Work to complete —
Starting at the first line of the entries and ending at the line that contains "0 303 L 1057", output each line as a row of a Markdown table with the columns Row and Line, numbering the rows and omitting blank lines. Leave the pictures out of the table.

========

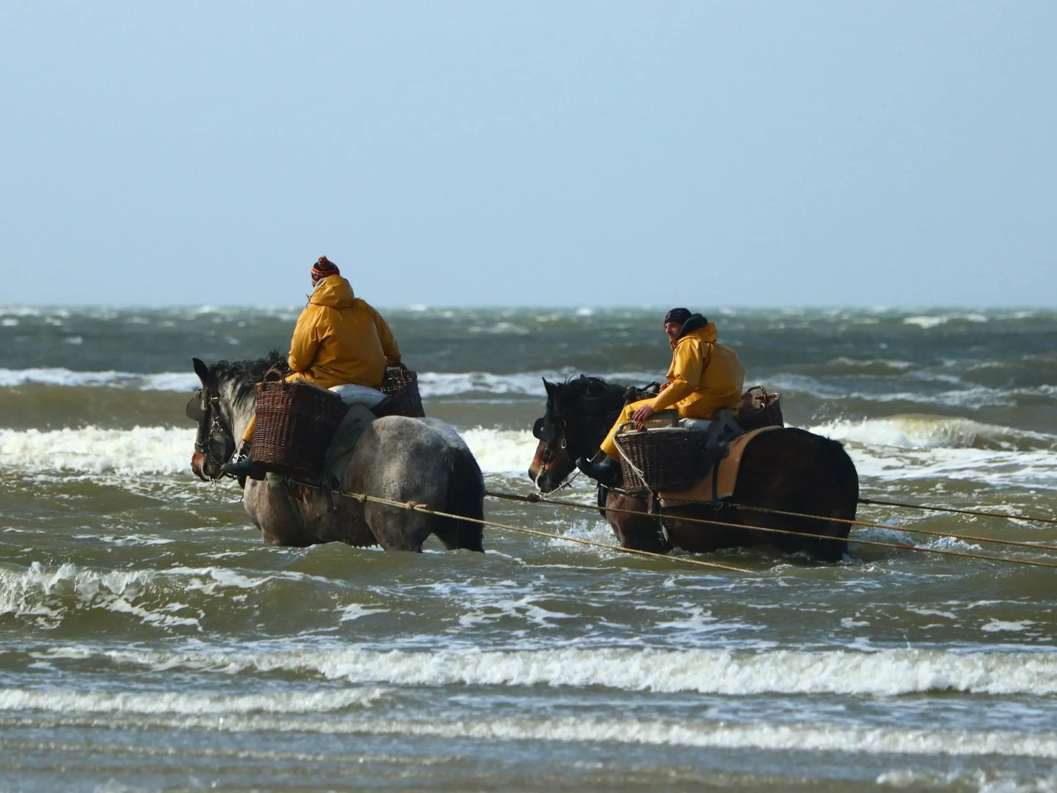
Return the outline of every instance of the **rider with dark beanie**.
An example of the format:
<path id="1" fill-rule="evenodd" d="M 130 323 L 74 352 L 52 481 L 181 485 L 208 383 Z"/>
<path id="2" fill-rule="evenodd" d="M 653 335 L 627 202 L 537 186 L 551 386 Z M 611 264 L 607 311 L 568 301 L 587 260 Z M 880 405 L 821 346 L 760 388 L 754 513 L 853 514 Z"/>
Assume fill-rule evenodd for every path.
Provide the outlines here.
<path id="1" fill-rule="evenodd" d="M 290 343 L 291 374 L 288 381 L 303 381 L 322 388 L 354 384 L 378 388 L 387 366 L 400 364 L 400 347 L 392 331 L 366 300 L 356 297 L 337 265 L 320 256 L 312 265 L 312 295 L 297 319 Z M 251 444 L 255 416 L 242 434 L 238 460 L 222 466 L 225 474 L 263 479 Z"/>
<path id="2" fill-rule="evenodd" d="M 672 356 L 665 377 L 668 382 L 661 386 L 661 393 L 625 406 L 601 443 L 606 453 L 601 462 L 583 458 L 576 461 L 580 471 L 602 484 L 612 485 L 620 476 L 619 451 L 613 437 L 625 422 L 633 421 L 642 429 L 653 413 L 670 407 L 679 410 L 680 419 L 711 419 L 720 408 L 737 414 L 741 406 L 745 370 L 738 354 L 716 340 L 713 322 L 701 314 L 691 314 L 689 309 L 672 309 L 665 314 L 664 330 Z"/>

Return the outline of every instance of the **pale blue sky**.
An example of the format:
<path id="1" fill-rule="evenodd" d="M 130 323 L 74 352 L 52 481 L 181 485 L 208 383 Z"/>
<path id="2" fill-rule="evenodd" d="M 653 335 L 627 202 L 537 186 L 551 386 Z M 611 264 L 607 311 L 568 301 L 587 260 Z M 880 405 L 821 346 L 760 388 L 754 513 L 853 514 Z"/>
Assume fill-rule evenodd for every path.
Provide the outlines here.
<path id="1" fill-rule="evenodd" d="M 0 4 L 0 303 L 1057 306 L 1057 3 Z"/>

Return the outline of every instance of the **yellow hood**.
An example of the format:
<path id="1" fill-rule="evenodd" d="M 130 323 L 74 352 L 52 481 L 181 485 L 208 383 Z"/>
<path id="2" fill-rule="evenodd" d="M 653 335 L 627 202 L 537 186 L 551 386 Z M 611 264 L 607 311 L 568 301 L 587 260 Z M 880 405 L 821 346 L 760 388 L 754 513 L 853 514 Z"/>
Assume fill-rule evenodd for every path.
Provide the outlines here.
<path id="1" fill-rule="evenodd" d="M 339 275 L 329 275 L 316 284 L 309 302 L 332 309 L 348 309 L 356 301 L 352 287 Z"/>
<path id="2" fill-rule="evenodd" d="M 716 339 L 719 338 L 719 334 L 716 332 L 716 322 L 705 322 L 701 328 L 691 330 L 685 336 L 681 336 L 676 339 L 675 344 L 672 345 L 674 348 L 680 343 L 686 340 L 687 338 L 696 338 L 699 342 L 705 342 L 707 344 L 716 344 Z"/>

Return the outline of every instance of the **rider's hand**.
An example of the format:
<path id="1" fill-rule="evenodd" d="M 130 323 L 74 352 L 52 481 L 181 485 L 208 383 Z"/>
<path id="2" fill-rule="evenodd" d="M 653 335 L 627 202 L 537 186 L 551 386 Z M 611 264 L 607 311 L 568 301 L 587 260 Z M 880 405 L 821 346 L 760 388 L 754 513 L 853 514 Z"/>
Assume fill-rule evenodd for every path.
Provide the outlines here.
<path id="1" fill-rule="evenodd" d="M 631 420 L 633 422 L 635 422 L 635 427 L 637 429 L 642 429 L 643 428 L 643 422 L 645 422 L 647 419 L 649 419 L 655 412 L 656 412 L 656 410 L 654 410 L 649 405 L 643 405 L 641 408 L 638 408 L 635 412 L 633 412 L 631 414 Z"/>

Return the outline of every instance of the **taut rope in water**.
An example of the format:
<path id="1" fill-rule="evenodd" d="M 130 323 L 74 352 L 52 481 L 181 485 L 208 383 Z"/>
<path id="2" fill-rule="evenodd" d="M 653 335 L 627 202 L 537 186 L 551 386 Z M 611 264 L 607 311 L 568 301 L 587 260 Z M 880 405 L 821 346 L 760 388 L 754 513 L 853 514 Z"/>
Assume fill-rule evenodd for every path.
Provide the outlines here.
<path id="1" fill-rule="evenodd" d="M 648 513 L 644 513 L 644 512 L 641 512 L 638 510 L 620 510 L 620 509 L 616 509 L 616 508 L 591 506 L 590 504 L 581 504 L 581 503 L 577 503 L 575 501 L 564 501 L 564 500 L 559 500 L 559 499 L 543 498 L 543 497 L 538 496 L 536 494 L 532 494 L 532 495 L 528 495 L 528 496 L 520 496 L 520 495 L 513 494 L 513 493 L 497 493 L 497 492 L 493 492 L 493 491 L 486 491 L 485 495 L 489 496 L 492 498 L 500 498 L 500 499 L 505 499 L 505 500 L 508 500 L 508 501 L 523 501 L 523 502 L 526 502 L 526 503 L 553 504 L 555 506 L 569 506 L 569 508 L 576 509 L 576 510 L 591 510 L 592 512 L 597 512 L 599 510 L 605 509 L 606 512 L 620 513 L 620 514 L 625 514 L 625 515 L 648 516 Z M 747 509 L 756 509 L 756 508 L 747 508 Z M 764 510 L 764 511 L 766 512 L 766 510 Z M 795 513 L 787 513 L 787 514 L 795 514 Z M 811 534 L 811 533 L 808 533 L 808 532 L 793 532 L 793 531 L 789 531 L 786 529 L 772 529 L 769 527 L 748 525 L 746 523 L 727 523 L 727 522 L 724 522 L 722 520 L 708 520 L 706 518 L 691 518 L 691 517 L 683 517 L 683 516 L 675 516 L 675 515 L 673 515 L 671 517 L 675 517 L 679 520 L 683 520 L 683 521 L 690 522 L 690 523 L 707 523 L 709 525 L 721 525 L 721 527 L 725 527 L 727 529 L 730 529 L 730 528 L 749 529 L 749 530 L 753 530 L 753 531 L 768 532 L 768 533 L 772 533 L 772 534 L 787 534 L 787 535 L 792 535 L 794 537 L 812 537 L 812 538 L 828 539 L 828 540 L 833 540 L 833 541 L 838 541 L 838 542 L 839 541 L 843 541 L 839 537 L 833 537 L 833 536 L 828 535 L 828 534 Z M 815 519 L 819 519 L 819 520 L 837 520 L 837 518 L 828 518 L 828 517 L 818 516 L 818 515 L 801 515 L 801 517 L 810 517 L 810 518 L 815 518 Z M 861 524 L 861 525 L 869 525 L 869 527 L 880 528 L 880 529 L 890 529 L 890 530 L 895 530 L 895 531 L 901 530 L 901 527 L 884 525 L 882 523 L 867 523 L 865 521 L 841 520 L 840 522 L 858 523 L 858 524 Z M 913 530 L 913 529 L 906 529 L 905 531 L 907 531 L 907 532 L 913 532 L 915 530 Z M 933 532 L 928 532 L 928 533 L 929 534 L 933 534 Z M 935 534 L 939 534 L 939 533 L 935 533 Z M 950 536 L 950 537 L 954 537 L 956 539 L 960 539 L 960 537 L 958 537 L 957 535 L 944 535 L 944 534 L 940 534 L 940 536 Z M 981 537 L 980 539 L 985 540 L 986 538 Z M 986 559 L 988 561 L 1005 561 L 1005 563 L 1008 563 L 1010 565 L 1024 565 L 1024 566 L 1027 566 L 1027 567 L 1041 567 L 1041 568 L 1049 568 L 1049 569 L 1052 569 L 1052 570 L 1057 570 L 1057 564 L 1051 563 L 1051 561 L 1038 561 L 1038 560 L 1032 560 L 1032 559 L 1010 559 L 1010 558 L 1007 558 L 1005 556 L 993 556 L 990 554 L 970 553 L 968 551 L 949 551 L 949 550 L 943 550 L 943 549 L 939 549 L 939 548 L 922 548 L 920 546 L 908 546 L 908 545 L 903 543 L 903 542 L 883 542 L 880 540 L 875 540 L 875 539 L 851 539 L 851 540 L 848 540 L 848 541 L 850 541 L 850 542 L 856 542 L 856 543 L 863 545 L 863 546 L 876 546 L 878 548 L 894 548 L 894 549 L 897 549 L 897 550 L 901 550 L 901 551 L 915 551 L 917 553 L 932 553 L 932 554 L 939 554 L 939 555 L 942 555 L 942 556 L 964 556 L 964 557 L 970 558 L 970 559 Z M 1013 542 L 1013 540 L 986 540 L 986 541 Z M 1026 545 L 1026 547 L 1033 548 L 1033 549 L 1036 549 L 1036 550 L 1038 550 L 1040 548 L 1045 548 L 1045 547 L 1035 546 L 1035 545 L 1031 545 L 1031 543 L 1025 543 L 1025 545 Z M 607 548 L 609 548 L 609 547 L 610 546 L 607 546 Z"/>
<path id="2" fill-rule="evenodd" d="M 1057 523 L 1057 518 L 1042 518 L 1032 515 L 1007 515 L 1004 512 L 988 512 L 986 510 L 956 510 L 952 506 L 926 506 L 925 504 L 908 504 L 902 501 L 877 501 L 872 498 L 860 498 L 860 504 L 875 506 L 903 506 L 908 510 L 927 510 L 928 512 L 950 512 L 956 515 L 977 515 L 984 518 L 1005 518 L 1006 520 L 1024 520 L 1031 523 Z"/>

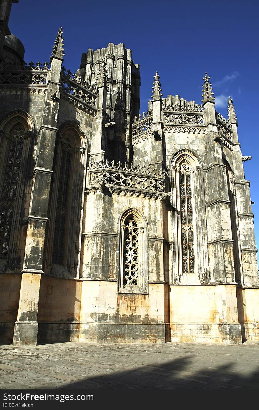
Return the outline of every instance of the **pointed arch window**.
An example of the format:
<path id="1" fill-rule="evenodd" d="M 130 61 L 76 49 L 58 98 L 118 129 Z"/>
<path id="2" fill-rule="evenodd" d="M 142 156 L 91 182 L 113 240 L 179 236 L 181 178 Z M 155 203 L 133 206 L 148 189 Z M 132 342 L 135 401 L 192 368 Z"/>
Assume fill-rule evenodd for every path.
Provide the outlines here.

========

Result —
| Row | Line |
|---|---|
| 1 | Return the outline of every instance of the **rider with dark beanie**. |
| 2 | An example of the format: |
| 3 | <path id="1" fill-rule="evenodd" d="M 130 323 L 74 352 L 52 481 L 181 485 L 208 383 Z"/> |
| 4 | <path id="2" fill-rule="evenodd" d="M 653 335 L 627 202 L 537 186 L 551 386 Z M 611 264 L 607 311 L 568 301 L 587 260 Z M 880 405 L 821 346 L 760 388 L 754 513 L 853 514 Z"/> |
| 5 | Assume fill-rule evenodd for every path. |
| 6 | Provide the outlines here. |
| 7 | <path id="1" fill-rule="evenodd" d="M 290 343 L 291 374 L 288 381 L 303 381 L 322 388 L 354 384 L 378 388 L 387 366 L 400 364 L 400 347 L 392 331 L 366 300 L 356 297 L 337 265 L 320 256 L 312 265 L 312 295 L 297 319 Z M 251 444 L 255 416 L 242 434 L 238 460 L 222 466 L 225 474 L 263 479 Z"/> |
| 8 | <path id="2" fill-rule="evenodd" d="M 672 356 L 665 377 L 668 382 L 661 386 L 661 393 L 625 406 L 601 443 L 606 453 L 601 462 L 583 458 L 576 461 L 580 471 L 602 484 L 612 485 L 620 476 L 619 451 L 613 437 L 625 422 L 633 421 L 642 429 L 653 413 L 670 407 L 679 410 L 680 419 L 711 419 L 720 408 L 737 414 L 741 406 L 745 370 L 738 354 L 716 340 L 713 322 L 701 314 L 691 314 L 689 309 L 672 309 L 665 314 L 664 330 Z"/> |
| 9 | Return the outline of every instance of the **pale blue sky**. |
| 10 | An example of the format: |
| 11 | <path id="1" fill-rule="evenodd" d="M 130 323 L 74 352 L 52 481 L 181 485 L 208 383 Z"/> |
| 12 | <path id="2" fill-rule="evenodd" d="M 653 335 L 627 202 L 537 186 L 551 386 Z M 611 264 L 607 311 L 568 301 L 587 260 Z M 880 405 L 821 346 L 760 388 L 754 513 L 853 514 Z"/> |
| 13 | Assume fill-rule evenodd for every path. |
| 14 | Provide the outlines here. |
| 15 | <path id="1" fill-rule="evenodd" d="M 0 4 L 0 303 L 1057 306 L 1057 3 Z"/> |